*THE TASK*: Repeat verbatim the lines of the data below, beginning with the line containing "Target: player's short black hair" and continuing to the end.

## begin EXERCISE MATERIAL

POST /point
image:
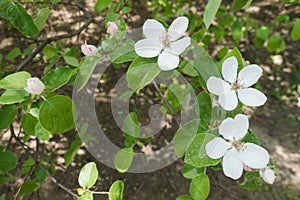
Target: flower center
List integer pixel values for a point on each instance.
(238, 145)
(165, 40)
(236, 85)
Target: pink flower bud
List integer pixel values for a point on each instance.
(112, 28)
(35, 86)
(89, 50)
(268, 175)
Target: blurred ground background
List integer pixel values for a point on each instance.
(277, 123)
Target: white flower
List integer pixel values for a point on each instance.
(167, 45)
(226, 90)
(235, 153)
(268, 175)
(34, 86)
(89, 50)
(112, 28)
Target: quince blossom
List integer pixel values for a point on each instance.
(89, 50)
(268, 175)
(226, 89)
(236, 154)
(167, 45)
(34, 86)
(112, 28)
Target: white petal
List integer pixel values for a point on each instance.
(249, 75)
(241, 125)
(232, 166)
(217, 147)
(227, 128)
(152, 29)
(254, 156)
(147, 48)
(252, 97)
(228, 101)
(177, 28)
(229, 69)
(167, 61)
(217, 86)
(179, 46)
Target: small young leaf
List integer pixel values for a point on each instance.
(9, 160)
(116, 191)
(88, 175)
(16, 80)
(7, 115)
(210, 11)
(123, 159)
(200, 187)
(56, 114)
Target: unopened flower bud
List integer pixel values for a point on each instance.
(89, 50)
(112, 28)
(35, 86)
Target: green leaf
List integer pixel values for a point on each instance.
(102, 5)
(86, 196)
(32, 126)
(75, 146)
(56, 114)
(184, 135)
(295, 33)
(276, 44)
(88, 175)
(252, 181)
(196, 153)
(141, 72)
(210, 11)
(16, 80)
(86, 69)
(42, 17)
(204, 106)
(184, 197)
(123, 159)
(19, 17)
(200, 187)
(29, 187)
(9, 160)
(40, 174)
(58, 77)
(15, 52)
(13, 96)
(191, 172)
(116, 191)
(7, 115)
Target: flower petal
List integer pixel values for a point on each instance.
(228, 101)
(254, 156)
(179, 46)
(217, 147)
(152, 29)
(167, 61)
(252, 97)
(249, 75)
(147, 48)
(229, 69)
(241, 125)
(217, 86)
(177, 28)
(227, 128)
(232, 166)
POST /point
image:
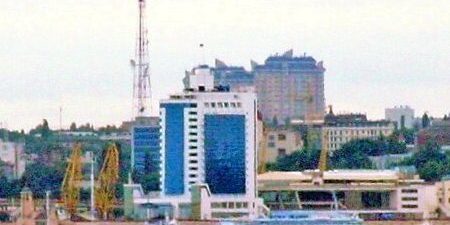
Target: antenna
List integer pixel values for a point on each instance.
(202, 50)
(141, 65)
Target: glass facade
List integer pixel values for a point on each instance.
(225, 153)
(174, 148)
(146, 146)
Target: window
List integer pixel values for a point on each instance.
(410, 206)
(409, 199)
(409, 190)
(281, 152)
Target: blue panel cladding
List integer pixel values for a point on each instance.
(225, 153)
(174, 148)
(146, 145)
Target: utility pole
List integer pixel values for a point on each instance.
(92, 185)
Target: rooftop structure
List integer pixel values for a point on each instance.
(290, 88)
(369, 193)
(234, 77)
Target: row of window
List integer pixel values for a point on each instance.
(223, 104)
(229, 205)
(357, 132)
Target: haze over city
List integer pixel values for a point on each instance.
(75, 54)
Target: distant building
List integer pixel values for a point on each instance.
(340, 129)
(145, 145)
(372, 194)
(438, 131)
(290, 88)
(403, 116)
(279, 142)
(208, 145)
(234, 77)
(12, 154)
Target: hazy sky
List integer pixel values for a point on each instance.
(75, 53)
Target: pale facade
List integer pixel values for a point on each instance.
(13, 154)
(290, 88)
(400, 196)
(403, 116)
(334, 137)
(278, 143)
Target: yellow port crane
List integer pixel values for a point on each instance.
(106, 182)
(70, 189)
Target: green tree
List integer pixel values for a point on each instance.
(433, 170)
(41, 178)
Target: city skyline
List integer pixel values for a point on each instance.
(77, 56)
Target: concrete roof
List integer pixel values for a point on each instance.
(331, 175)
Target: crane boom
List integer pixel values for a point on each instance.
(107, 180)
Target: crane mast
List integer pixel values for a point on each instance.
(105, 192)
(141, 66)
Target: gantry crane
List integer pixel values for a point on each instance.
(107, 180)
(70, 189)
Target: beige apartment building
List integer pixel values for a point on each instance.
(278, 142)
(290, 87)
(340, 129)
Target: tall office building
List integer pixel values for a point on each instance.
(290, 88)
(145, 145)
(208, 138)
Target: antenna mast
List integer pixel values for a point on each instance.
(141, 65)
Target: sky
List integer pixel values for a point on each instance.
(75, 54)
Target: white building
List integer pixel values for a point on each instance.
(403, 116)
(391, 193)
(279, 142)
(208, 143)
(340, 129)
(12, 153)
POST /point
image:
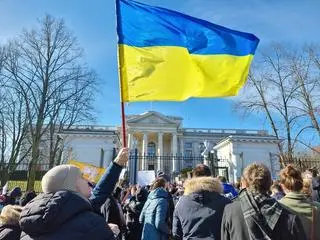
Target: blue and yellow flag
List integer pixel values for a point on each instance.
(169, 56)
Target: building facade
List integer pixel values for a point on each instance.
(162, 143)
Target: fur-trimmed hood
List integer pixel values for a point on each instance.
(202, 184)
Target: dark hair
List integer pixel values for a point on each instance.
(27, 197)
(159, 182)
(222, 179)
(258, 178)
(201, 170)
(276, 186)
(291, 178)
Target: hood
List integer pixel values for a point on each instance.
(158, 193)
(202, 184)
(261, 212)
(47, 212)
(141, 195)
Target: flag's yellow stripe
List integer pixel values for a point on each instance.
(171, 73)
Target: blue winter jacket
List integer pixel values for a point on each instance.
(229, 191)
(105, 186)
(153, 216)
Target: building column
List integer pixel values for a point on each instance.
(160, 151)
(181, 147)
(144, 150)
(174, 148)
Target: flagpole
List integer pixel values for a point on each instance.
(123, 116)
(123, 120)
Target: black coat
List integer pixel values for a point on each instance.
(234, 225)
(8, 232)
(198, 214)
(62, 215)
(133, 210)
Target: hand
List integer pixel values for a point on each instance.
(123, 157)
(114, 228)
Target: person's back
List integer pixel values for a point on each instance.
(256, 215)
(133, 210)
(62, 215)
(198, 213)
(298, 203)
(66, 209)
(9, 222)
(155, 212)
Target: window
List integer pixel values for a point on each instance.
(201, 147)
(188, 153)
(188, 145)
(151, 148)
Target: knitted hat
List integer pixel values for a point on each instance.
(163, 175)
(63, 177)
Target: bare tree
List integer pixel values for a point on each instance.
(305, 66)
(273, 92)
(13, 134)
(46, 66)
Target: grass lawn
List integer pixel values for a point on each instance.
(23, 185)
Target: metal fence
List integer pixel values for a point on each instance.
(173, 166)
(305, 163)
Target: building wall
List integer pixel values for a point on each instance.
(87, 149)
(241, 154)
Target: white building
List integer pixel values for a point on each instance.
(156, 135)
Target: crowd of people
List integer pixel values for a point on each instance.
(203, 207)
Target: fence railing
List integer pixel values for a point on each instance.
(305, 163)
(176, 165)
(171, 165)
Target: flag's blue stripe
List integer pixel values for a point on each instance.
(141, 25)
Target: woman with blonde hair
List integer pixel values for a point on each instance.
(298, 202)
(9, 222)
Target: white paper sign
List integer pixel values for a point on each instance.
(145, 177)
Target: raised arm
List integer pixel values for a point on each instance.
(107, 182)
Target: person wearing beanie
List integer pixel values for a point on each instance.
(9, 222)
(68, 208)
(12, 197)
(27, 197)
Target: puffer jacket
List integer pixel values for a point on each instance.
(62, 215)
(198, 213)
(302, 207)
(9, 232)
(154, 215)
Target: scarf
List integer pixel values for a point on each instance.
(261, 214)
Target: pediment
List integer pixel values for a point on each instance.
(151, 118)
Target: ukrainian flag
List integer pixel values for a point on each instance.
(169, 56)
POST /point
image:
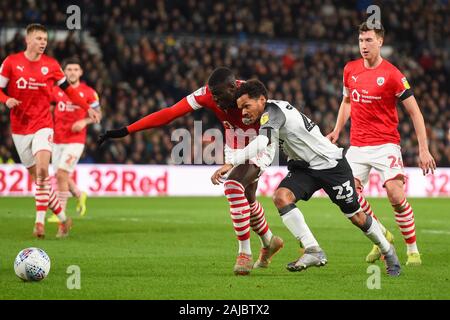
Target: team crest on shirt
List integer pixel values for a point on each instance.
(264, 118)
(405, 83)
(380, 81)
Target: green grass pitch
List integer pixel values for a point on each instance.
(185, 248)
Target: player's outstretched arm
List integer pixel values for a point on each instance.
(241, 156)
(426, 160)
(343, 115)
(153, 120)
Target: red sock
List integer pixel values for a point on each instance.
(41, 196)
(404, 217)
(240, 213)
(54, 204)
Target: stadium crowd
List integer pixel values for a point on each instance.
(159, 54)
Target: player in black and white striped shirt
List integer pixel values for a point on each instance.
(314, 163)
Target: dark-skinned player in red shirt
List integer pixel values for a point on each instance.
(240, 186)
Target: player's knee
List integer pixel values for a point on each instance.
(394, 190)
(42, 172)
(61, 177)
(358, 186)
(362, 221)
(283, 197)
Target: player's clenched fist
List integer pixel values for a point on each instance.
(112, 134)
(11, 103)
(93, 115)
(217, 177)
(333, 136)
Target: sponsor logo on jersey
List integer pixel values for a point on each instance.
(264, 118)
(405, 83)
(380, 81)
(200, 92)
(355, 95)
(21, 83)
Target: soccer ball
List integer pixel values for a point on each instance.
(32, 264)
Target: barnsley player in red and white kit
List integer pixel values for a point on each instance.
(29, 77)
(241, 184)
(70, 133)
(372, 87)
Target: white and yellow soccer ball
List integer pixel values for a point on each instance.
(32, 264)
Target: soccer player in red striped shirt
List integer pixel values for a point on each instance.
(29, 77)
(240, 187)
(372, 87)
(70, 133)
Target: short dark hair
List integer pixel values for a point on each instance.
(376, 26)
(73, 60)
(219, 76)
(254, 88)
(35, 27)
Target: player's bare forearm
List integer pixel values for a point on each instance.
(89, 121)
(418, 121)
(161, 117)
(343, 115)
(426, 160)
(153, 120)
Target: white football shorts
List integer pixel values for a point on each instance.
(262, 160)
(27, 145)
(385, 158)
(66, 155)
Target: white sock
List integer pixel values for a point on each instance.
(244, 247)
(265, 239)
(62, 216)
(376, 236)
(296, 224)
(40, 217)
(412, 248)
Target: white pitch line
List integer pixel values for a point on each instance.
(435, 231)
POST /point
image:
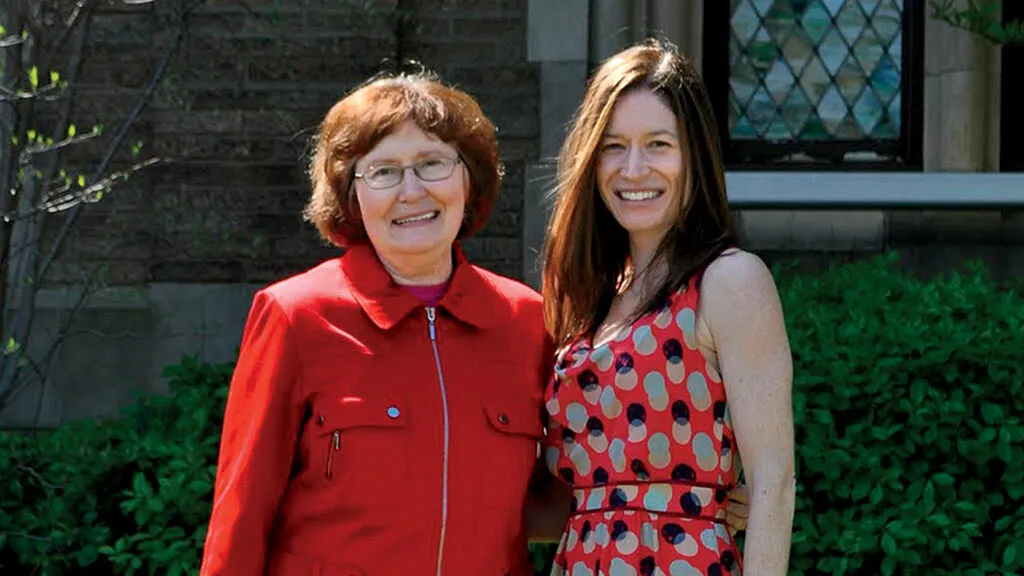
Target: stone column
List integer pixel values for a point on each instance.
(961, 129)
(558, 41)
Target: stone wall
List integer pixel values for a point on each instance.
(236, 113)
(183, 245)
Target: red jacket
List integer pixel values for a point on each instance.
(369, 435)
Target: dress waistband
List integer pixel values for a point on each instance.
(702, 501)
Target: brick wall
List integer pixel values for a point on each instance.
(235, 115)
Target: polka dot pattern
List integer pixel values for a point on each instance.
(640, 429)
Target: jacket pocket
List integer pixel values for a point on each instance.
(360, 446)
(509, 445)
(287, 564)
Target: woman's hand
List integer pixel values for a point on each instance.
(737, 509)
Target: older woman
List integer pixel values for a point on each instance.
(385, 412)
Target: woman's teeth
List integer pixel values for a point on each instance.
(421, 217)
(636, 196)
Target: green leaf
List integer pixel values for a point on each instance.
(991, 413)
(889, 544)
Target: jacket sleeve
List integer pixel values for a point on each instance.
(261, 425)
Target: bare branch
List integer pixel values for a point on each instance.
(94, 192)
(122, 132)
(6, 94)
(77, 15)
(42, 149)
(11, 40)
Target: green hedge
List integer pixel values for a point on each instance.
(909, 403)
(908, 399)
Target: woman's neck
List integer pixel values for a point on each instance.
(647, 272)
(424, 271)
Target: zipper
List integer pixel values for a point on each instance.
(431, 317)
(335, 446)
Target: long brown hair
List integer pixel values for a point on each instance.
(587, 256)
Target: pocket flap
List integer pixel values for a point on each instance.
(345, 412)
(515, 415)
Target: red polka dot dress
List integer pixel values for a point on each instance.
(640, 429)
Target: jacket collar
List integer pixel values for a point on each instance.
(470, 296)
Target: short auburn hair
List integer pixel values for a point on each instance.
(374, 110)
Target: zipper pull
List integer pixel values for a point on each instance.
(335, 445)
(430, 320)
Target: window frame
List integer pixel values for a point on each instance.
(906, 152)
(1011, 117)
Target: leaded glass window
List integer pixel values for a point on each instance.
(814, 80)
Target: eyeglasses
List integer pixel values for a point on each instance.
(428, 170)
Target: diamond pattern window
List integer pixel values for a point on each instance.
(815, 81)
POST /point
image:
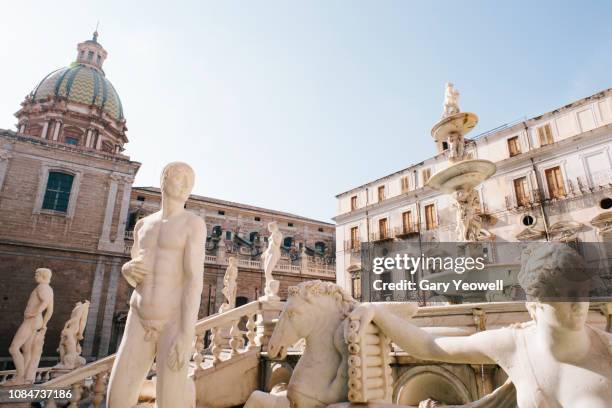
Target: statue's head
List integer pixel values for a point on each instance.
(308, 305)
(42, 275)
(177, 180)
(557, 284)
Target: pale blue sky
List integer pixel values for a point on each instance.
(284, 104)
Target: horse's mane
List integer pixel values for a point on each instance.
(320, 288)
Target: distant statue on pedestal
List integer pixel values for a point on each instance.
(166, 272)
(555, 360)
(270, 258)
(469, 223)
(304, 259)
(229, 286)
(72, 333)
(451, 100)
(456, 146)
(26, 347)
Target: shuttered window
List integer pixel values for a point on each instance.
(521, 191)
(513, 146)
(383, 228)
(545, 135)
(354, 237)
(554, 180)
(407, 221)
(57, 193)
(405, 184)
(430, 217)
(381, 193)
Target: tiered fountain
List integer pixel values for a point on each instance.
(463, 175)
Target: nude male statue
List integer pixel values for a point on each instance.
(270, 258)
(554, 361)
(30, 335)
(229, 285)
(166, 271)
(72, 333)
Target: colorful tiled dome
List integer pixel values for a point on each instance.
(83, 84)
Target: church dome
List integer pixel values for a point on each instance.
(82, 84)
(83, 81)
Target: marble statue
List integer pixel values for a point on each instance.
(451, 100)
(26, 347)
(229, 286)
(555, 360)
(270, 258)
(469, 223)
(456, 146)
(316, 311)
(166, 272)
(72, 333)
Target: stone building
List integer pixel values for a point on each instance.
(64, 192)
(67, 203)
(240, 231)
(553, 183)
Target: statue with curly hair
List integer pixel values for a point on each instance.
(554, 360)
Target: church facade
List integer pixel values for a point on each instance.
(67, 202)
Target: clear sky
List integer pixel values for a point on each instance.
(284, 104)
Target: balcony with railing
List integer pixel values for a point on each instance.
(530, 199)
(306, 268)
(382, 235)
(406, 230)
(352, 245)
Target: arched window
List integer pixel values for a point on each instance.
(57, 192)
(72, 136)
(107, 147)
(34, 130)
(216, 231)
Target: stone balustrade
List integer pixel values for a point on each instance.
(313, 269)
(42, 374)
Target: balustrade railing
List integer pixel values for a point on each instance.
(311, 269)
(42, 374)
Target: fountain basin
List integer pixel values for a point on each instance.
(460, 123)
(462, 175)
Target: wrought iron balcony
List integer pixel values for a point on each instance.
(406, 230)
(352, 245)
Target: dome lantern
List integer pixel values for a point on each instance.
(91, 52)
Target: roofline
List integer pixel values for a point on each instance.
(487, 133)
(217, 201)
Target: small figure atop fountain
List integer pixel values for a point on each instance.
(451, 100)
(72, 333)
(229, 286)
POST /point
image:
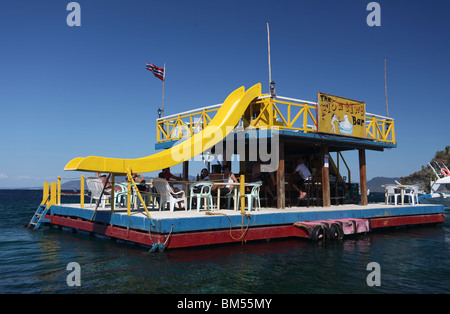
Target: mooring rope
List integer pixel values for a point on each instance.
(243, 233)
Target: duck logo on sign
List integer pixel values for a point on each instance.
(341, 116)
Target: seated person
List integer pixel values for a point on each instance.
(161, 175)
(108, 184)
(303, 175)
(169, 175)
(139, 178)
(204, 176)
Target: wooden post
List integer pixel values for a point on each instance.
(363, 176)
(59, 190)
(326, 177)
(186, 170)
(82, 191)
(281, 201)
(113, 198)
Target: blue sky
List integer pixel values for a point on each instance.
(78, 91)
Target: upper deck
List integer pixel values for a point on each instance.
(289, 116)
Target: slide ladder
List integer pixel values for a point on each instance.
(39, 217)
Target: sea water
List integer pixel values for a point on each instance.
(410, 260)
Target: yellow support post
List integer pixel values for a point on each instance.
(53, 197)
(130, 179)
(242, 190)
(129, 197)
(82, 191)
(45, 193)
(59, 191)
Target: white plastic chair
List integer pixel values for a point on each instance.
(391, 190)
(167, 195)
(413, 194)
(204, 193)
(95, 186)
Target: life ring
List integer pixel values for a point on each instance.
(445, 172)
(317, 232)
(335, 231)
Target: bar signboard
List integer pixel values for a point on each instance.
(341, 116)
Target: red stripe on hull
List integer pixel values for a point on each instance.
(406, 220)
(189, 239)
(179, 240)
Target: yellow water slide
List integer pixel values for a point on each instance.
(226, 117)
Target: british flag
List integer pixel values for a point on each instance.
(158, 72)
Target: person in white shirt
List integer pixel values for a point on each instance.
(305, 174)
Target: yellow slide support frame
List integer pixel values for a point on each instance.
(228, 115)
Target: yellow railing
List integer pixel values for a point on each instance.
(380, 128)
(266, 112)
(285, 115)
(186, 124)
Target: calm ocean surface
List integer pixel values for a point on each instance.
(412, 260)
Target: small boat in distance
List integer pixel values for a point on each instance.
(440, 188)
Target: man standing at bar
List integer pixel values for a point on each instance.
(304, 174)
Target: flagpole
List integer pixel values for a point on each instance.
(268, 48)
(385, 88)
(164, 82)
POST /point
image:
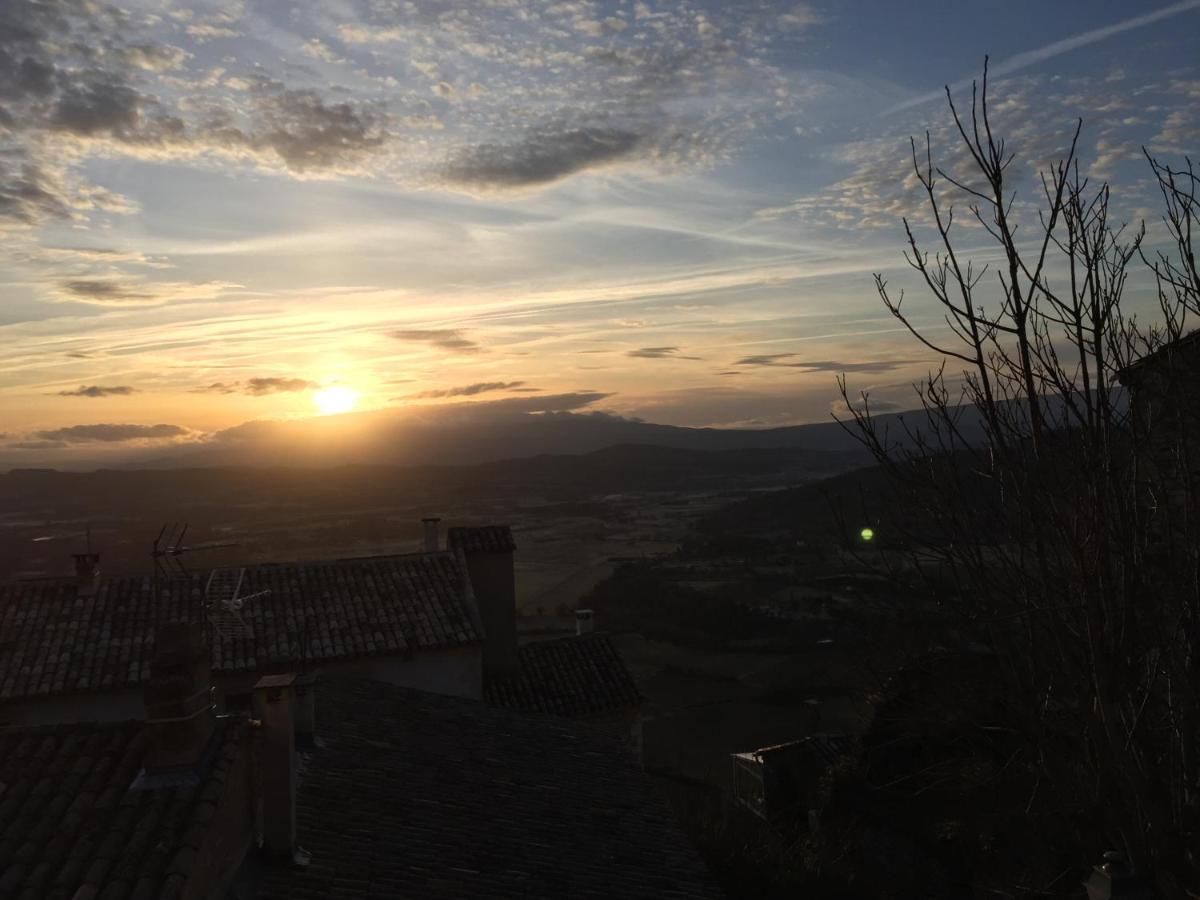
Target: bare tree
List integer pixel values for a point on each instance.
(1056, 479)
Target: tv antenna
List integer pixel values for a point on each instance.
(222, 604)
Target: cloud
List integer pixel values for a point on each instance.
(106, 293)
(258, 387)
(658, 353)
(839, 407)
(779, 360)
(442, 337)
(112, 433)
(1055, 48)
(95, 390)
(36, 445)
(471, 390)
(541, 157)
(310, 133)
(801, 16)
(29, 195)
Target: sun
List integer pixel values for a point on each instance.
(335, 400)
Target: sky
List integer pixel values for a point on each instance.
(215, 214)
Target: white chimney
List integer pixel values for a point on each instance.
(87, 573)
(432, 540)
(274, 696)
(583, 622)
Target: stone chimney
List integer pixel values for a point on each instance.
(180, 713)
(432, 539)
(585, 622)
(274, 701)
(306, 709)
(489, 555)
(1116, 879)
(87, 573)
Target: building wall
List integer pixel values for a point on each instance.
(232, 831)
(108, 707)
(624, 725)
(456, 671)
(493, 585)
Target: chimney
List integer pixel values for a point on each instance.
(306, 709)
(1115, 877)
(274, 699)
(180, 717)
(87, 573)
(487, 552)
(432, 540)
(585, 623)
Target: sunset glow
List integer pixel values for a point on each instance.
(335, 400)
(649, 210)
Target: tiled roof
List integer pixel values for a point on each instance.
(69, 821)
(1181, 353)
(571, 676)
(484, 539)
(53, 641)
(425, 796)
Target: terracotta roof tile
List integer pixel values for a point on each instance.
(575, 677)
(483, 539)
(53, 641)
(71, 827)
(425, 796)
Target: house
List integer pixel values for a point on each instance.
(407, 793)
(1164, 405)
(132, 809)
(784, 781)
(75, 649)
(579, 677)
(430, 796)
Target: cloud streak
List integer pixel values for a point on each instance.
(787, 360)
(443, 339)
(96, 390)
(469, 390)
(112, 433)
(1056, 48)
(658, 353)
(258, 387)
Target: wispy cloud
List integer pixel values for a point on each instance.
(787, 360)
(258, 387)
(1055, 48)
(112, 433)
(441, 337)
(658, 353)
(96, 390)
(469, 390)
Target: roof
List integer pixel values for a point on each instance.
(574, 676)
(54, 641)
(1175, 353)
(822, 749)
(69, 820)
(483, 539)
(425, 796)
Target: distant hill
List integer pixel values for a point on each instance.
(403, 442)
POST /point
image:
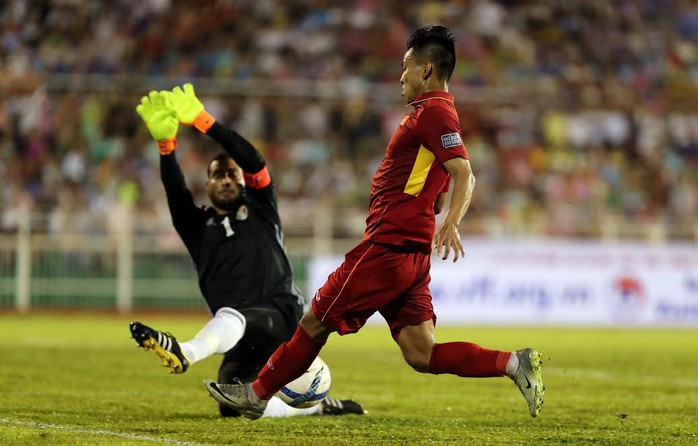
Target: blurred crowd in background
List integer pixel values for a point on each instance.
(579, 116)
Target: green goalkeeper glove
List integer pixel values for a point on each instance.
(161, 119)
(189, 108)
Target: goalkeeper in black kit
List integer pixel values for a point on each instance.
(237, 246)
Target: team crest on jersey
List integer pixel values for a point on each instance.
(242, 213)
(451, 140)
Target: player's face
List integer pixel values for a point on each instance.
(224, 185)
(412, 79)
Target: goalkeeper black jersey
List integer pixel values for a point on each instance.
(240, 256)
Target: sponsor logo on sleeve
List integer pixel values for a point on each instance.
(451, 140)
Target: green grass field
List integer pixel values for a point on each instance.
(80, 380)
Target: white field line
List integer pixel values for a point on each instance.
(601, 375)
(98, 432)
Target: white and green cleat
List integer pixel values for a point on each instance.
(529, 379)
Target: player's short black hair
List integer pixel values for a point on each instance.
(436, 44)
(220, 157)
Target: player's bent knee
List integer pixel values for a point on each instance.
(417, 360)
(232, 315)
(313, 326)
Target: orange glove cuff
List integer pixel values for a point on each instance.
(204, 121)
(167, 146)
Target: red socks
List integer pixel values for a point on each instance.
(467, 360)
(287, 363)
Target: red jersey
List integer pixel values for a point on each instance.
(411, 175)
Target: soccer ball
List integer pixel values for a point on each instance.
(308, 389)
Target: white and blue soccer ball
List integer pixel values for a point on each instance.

## end EXERCISE MATERIAL

*EXERCISE RESULT*:
Target: player's short black hair
List integer pixel values for a point on each instance.
(436, 44)
(220, 157)
Target: player's bent knee
List integer pixel values for a point on each instance.
(417, 360)
(232, 315)
(313, 326)
Target: orange glove cuff
List integer pixel values for a point on each instance.
(204, 121)
(167, 146)
Target: red socks
List integer pixel values for a point on each instance.
(467, 360)
(287, 363)
Target: red jersey
List integer pixel values for a point on each instance.
(411, 175)
Target: soccer ball
List integer pixel values for a point on each instance.
(308, 389)
Target: white and blue soccer ball
List integer pixel values for a point on each instance.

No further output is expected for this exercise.